- [Provided passage]:
>> BEGIN
World Team Table Tennis Championships in Guangzhou, China
Problems for Men’s Seeds
There were problems for both the third and fourth seeds in
the group stage matches of the Championship Division of the
Men’s Team event at the Evergrande World Team Championships
in Guangzhou, China on Wednesday 27th February 2008; both
Germany and Singapore suffered defeats.
Seeded three, Germany lost by three matches to one against
the very impressive Japanese outfit of Jun Mizutani, Kan Yo
and Kaii Yoshida, whilst Singapore suffered at the hands of
the Hong Kong trio comprising Tang Peng, Li Ching and Ko Lai
Chak.
Matters started well for Germany with Bastian Steger recovering
from an opening game deficit to beat Jun Mizutani but that
was their only success. Dimitrij Ovtcharov lost to both Kan
Yo and Jun Mizutani whilst Christian Süss suffered at
the hands of Kaii Yoshida.
>> END
- [Excerpted data]:
>> BEGIN
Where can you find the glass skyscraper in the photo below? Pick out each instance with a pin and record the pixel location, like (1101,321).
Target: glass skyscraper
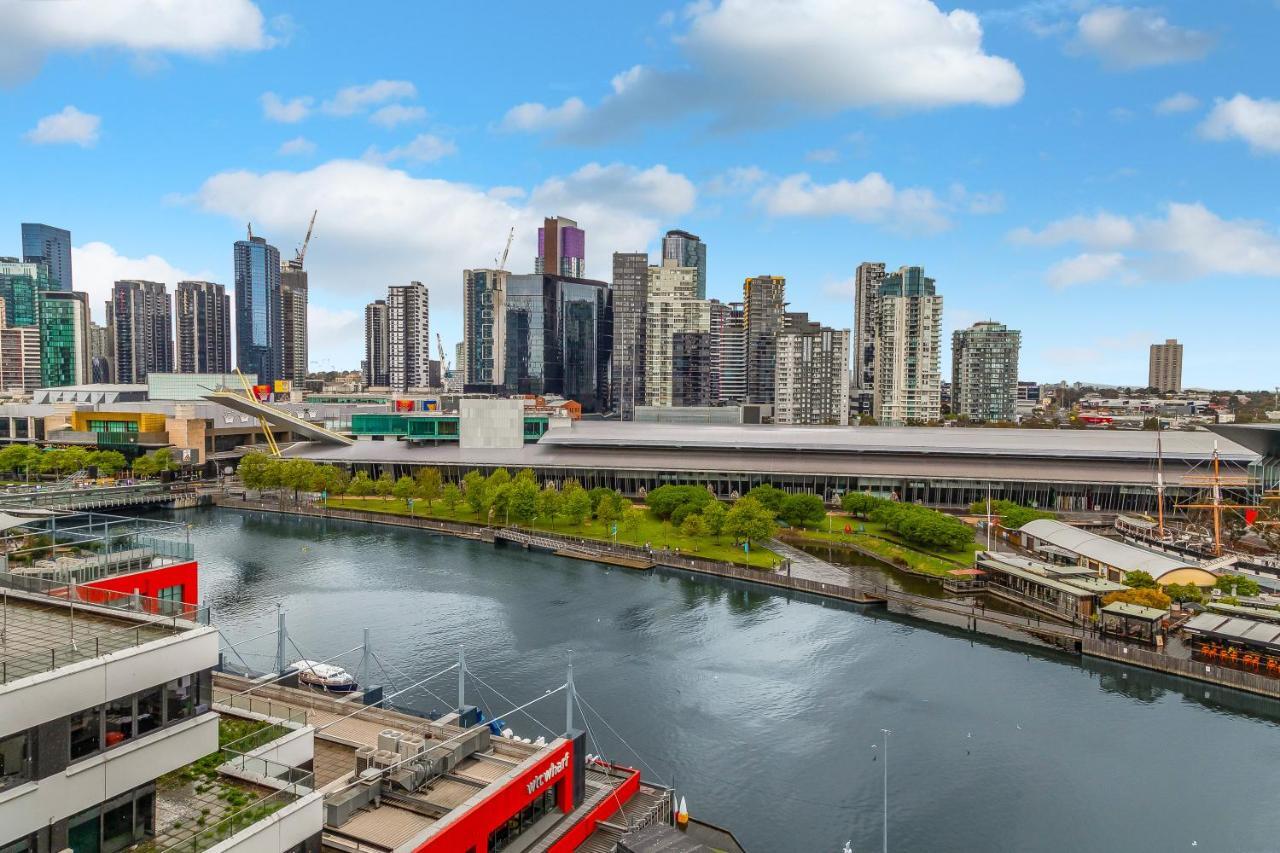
(259,323)
(51,247)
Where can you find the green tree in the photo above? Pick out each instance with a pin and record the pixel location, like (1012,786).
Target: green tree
(452,496)
(429,484)
(549,502)
(475,489)
(799,510)
(361,486)
(750,520)
(714,518)
(405,488)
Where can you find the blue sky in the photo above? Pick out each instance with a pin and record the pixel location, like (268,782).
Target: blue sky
(1097,176)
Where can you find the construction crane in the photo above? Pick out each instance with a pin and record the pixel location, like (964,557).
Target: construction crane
(302,251)
(502,261)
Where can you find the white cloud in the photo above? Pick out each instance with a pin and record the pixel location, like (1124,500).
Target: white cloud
(1127,37)
(396,114)
(1178,103)
(379,237)
(287,112)
(144,27)
(67,127)
(539,117)
(425,147)
(871,199)
(99,267)
(752,58)
(357,99)
(1255,121)
(297,145)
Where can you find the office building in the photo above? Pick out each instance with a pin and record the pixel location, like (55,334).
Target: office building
(51,247)
(686,250)
(1165,366)
(408,337)
(984,372)
(560,336)
(19,282)
(867,282)
(484,331)
(908,343)
(101,352)
(259,322)
(375,366)
(672,309)
(630,297)
(204,323)
(293,323)
(764,306)
(142,319)
(813,374)
(63,323)
(561,249)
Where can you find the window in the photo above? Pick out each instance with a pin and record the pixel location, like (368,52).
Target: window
(14,760)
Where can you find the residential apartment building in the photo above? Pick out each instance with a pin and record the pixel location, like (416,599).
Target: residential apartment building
(630,306)
(484,328)
(1165,366)
(259,313)
(293,323)
(53,247)
(867,282)
(142,320)
(764,306)
(984,372)
(63,323)
(376,365)
(812,374)
(908,349)
(672,308)
(408,337)
(561,249)
(204,323)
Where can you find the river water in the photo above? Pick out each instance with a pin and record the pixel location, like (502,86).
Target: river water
(767,710)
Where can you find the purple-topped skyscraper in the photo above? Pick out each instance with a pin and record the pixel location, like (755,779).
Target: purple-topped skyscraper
(561,249)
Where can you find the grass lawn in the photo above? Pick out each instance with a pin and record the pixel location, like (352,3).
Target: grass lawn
(895,550)
(653,532)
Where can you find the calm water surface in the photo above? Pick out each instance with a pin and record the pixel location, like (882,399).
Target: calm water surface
(764,708)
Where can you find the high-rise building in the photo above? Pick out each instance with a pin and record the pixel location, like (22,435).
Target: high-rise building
(630,297)
(561,249)
(142,319)
(1165,366)
(19,282)
(101,352)
(259,322)
(867,282)
(63,322)
(484,331)
(984,372)
(560,336)
(728,351)
(672,309)
(51,247)
(375,366)
(293,322)
(686,250)
(908,343)
(764,305)
(204,322)
(813,374)
(408,337)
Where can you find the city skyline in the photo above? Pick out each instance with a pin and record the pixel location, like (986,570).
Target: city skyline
(1045,187)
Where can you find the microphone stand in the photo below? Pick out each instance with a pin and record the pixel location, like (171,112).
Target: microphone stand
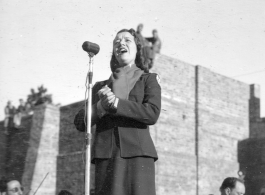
(88,132)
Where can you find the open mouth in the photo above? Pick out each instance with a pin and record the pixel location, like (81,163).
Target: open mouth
(122,50)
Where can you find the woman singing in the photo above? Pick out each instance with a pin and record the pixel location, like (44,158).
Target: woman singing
(123,107)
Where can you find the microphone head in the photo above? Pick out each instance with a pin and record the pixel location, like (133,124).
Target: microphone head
(91,47)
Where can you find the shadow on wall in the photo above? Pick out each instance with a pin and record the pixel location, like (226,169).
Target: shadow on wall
(14,149)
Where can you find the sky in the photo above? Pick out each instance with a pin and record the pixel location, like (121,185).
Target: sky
(40,40)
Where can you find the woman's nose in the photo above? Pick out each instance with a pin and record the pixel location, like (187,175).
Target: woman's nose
(122,42)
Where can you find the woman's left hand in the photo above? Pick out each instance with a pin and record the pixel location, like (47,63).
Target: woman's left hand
(107,97)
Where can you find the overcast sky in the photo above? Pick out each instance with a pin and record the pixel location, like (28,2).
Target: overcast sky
(40,40)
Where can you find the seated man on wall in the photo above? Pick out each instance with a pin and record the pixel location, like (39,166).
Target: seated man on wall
(232,186)
(12,187)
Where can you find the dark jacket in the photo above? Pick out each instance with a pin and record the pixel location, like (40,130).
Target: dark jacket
(132,120)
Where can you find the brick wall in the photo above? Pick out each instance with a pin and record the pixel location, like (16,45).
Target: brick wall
(222,122)
(40,172)
(174,133)
(204,118)
(252,150)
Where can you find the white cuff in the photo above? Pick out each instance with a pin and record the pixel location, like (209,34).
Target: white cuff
(100,110)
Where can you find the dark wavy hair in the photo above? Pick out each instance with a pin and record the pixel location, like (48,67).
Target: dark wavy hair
(139,60)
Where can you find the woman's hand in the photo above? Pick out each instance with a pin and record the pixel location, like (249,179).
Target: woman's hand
(107,97)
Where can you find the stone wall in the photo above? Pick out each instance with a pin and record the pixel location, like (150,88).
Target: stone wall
(252,150)
(13,149)
(222,122)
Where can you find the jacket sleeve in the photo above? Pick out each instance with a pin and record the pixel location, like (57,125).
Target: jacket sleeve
(148,111)
(80,118)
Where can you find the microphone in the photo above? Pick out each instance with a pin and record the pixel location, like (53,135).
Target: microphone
(91,47)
>> END
Output the part of the table tennis report that begins at the words "Seeded three, Germany" and stops after the words "of Kaii Yoshida.", copied character for character. The rows are material of their own, apart from the table tennis report.

- [Written response]:
Seeded three, Germany lost by three matches to one against
the very impressive Japanese outfit of Jun Mizutani, Kan Yo
and Kaii Yoshida, whilst Singapore suffered at the hands of
the Hong Kong trio comprising Tang Peng, Li Ching and Ko Lai
Chak.
Matters started well for Germany with Bastian Steger recovering
from an opening game deficit to beat Jun Mizutani but that
was their only success. Dimitrij Ovtcharov lost to both Kan
Yo and Jun Mizutani whilst Christian Süss suffered at
the hands of Kaii Yoshida.